What to produce:
Rewrite the data below, swapping every "tall tree" for "large tree" and leaving everything else unchanged.
_____
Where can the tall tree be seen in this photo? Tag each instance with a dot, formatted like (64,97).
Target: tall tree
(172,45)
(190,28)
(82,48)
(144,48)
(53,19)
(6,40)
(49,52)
_____
Right answer:
Where can the large tree be seen in this photo? Tag each instance with a dot, formatted like (64,97).
Target: large tree
(172,45)
(190,28)
(82,48)
(144,48)
(53,19)
(6,40)
(49,52)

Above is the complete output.